• To do: Gather every line of the records that contains the word "vegetation". Case counts.

• Records for the exercise:
%%

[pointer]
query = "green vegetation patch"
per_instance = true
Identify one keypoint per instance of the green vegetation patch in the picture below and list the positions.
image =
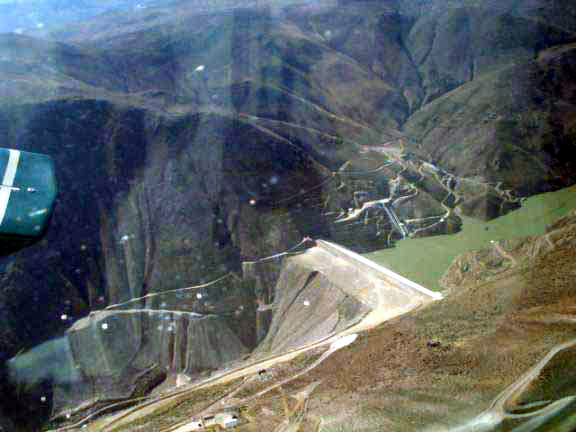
(424, 260)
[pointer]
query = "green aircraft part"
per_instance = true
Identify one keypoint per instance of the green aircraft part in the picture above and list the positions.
(27, 193)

%%

• Full answer:
query = "green vegetation patch"
Identify one keypoint per instance of the green vegetation patch in the picture below and list the positions.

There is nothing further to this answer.